Dataset items:
──────

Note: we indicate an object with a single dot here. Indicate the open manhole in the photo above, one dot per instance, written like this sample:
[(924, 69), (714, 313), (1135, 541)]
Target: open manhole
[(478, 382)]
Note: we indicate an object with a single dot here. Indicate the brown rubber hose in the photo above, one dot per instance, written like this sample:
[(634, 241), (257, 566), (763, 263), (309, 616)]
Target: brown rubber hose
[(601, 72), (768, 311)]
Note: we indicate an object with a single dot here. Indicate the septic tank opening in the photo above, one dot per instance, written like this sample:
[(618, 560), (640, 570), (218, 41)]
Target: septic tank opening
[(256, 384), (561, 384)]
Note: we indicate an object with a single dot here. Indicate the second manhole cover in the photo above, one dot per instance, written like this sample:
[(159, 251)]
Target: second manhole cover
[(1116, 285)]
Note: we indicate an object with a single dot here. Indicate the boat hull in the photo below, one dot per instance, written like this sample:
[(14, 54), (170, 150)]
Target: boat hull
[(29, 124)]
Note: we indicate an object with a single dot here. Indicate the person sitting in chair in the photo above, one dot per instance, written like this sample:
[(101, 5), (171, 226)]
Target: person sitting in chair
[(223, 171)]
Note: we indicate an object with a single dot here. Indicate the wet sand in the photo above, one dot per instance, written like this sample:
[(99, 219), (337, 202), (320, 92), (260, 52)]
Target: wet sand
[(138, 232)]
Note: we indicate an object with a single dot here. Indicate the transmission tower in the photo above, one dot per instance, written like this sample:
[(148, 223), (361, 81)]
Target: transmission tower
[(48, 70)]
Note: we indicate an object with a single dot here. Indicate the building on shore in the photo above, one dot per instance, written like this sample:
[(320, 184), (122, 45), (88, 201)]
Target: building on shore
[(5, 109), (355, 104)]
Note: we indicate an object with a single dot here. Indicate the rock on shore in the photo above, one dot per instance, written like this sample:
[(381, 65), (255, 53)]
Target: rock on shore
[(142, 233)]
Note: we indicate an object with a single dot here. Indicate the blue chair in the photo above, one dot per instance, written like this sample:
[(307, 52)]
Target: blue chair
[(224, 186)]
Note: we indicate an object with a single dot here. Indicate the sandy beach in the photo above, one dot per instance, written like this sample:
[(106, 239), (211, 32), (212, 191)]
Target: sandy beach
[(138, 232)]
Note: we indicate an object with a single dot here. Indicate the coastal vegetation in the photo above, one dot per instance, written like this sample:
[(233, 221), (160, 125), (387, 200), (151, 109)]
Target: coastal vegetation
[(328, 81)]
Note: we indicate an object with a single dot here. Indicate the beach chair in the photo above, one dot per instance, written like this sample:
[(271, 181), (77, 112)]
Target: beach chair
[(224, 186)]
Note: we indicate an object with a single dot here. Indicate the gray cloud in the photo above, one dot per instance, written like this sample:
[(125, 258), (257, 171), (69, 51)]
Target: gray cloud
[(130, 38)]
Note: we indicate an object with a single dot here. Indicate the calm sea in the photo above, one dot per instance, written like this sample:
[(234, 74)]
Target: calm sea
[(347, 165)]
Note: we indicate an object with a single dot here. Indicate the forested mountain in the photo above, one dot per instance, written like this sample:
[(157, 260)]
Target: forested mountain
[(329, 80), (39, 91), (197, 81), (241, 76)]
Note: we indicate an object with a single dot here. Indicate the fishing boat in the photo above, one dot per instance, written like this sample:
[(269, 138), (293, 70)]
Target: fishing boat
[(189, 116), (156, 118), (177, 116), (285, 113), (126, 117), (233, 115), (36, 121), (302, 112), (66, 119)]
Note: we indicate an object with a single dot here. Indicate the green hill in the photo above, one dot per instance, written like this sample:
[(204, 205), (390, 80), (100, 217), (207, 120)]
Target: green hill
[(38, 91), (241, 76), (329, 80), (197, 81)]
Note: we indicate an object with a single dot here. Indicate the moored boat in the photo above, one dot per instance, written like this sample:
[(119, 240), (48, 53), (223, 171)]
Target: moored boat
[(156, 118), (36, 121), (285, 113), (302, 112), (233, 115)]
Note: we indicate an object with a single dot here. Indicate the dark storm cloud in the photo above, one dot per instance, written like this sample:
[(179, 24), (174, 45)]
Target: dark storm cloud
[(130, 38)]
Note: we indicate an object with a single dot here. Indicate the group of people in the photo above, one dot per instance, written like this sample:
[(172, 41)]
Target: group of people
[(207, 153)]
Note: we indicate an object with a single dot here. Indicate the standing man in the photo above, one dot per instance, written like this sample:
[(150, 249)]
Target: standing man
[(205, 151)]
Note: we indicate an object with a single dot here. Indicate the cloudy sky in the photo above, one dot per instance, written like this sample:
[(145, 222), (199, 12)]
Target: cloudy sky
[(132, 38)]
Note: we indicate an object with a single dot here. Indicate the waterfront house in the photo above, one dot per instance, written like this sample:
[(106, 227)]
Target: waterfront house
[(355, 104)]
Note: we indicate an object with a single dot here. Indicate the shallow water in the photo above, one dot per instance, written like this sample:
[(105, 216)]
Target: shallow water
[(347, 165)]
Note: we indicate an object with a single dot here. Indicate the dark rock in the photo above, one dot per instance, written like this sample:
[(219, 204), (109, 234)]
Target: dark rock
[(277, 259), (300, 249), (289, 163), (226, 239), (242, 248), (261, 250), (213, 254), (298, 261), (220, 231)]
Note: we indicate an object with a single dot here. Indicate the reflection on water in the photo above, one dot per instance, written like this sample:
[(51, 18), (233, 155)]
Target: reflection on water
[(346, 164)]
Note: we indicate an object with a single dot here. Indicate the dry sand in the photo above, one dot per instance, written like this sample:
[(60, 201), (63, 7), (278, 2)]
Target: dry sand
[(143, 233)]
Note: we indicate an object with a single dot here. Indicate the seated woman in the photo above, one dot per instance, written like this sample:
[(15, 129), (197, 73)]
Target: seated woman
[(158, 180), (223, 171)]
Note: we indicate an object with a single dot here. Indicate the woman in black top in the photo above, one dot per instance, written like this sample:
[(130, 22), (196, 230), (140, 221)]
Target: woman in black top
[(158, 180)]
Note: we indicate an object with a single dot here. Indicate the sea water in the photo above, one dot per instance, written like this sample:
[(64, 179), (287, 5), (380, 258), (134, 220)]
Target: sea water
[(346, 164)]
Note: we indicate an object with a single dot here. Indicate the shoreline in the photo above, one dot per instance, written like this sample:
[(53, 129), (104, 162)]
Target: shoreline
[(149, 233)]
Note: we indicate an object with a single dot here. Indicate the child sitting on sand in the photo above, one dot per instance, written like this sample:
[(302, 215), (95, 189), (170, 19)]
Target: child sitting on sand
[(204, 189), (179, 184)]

──────

▶ [Instructions to follow] Repeat the material above in full, quoting it exactly.

▶ [In response]
Note: we indicate an object with a single dot here. Indicate the open manhole in the photo above, one dot per instance, written like this sample:
[(924, 69), (714, 313), (1135, 541)]
Target: open manhole
[(478, 382)]
Note: we indicate an object with a single dot here. Indicate the brown rubber hose in the photo above, one dot per instance, written like this sample:
[(634, 241), (257, 566), (763, 263), (309, 616)]
Target: brown rubber hose
[(601, 72), (768, 311)]
Note: we indicate an object with a single dot here. Indicate the septic tank opening in the photo above, one dot per instance, written like this sample:
[(618, 560), (640, 570), (218, 41)]
Target: septic tank opening
[(256, 384), (561, 384)]
Note: we indicate an object with a single dot here. Indicate the second manhole cover in the photo above, one dot per instance, written like this sample:
[(159, 251)]
Target: second manhole cover
[(1116, 285)]
Note: we indicate an object with a single dot here. Indicate the boat hull in the photo below, one dot per instance, written like this sample:
[(14, 54), (170, 150)]
Target: boat hull
[(29, 124)]
Note: we indicate an object with a single dot here. Indicate the person sitting in chair in the photo above, one dot per instance, written like this sample:
[(101, 5), (171, 226)]
Target: person sitting in chair
[(223, 171)]
Note: we indicate an object with a single dot here. Indicate the wet sand in the photo above, one dot per instance, written like this sample:
[(99, 219), (337, 202), (320, 92), (260, 52)]
Target: wet sand
[(138, 232)]
Note: we indicate an object with a single dot here. Indicate the transmission tower in the photo above, one dot per instance, written like this sample:
[(148, 223), (361, 81)]
Target: transmission tower
[(48, 70)]
Note: we indicate an object with a single dot here. Indicate the building on shore in the photo above, one dot per instance, written like this sample:
[(320, 184), (122, 45), (88, 201)]
Target: building on shore
[(5, 109), (355, 104)]
Note: we indicate an object with a single dot here. Indicate the rock on shore in the photo above, one dot per instance, written like this sample:
[(381, 65), (255, 53)]
Target: rock on shore
[(142, 233)]
Note: we indicate an object with a single dot here. Indicate the blue chair in the photo above, one dot per instance, written like this sample:
[(307, 52)]
Target: blue chair
[(224, 186)]
Note: we indicate an object with a single dot here. Indicate the sandy beach in the photo above, one dot per instance, written like this sample:
[(106, 239), (211, 32), (212, 191)]
Target: sandy beach
[(138, 232)]
Note: we indicate an object with a single dot here. Indicate the coastal vegetation in the photo above, one dot per instance, written like this sample:
[(233, 221), (160, 125), (387, 200), (151, 109)]
Target: coastal vegetation
[(328, 81)]
Note: we indicate an object with a single dot here. Indicate the beach chair in the photo above, one dot per instance, written like this sample:
[(271, 181), (77, 112)]
Target: beach chair
[(224, 186)]
Note: we indicate an object with a single dot here. Indicate the gray cloud in the photo above, one dot per instance, written like this sample:
[(125, 258), (257, 171), (69, 51)]
Target: gray cloud
[(130, 38)]
Note: we indicate an object with a single dot here. Indicate the calm sea in the photo above, one dot per instance, written like this sample:
[(234, 74)]
Target: calm sea
[(347, 165)]
Note: we indicate an object with a single dot here. Indicate the forested mountain in the photo above, one dot per instance, written like this sample:
[(157, 260)]
Target: forested mountain
[(329, 80), (39, 91), (197, 81), (241, 76)]
Note: we indicate an object with a single dot here. Indicate the fishing boat in the photo above, one dot per instance, written like this sample:
[(269, 138), (293, 70)]
Target: fishing boat
[(189, 116), (156, 118), (177, 116), (285, 113), (126, 117), (233, 115), (36, 121), (302, 112), (66, 119)]
Note: we indicate an object with a single dot here. Indicate the green hill in the photo above, one dot per instance, written like this sample:
[(204, 205), (390, 80), (100, 217), (207, 120)]
Target: green hill
[(38, 91), (241, 76), (329, 80), (197, 81)]
Note: we indicate an object with a single dot here. Indicate the moored boat in the photo above, one dot per instance, written like this sample:
[(119, 240), (48, 53), (223, 171)]
Target: moored boat
[(156, 118), (36, 121), (285, 113), (302, 112), (233, 115)]
Note: we indicate an object with a single dot here. Indicate the dark storm cloud in the photo above, one dot per instance, written like this sample:
[(179, 24), (174, 45)]
Target: dark storm cloud
[(130, 38)]
Note: we indicate an object with a single dot here. Indicate the group of people in the photo above, one dot per instance, written like this sample:
[(172, 41)]
Target: group of people
[(207, 153)]
Note: we indicate an object with a single dot here. Indicate the standing man in the photo above, one dot per instance, written like this sample:
[(150, 249)]
Target: standing man
[(205, 151)]
Note: we indicate an object with a single dot here. Indicate the cloudy sky in the photo above, one dot per instance, written like this sample:
[(145, 222), (199, 12)]
Target: cloudy sky
[(132, 38)]
Note: we indicate an object with a single dot here. Indicate the waterfront house in the photo above, one dot per instance, written like this sample:
[(106, 227)]
Target: waterfront house
[(355, 104)]
Note: we indicate an object with a single dot here. Indicate the shallow water in the photo above, one dot per instance, written like this sample:
[(105, 216)]
Target: shallow water
[(347, 165)]
Note: we indicate an object with a single dot here. Indicate the dark rock in the photo above, one dot per instance, written like this sample:
[(219, 204), (109, 234)]
Target: dark rock
[(277, 259), (300, 249), (289, 163), (226, 239), (242, 248), (261, 250), (213, 254), (298, 261), (220, 231)]
Note: we indicate an object with a single dot here. Indicate the reflection on water in the photo above, one dot per instance, written like this sample:
[(51, 18), (233, 155)]
Target: reflection on water
[(346, 164)]
Note: we indicate an object with a single dot here. Indicate the dry sand in the photo above, one dot per instance, written like this sample:
[(60, 201), (63, 7), (278, 2)]
Target: dry sand
[(143, 233)]
Note: we indicate an object with a single dot here. Indicate the seated woman in the photo above, one dot per instance, written like this sample:
[(15, 129), (197, 73)]
Target: seated woman
[(158, 180), (223, 171)]
Note: we indicate an object with a single dot here. Indicate the woman in black top in the photo above, one dot per instance, written like this sample:
[(130, 22), (196, 230), (140, 221)]
Target: woman in black top
[(158, 180)]
Note: we indicate an object with a single dot here. Indicate the sea water in the photo above, one dot per instance, written like this sample:
[(64, 179), (287, 5), (380, 258), (134, 220)]
Target: sea water
[(346, 164)]
Note: we indicate an object with a single dot here. Indicate the shoreline in the photo above, one dot per instance, written like this sample:
[(53, 129), (104, 162)]
Target: shoreline
[(149, 233)]
Note: we indicate an object with a single dot here. Indicate the child sitting on sand in the photo above, one dot per instance, written like this sample:
[(302, 215), (95, 189), (170, 19)]
Target: child sitting on sand
[(204, 189), (179, 184)]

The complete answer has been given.